• _ACTION ITEM_
Return exactly these lines and no others: the one containing "Note: for this drill, pin each instance of the ponytail" and all that follow it to the end of the listing below.

• _DATA EXCERPTS_
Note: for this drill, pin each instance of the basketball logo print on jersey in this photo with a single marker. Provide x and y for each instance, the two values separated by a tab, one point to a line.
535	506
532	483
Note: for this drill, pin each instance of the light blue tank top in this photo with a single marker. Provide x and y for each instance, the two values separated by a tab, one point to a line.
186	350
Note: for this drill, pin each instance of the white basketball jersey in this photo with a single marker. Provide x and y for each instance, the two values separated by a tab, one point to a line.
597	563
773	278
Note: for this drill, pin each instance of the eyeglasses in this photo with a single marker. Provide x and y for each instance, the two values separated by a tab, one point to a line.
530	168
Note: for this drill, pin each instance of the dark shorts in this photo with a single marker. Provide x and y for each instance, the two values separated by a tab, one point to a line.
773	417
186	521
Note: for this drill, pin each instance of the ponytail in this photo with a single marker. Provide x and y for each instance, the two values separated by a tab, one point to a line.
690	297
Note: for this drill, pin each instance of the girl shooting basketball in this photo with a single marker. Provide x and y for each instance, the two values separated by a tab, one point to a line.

• _REPLY TO THE EXERCISE_
Note: for this drill, pin each instance of the ponytail in this photo with a single marker. Provide x and y for each instance, the two values separated by a tab, one point to a line.
690	297
Note: for this drill, pin each instance of the girl shooting basketball in this photo with a single marker. Provide x and y for each instance, the two values separated by a tab, one point to a line.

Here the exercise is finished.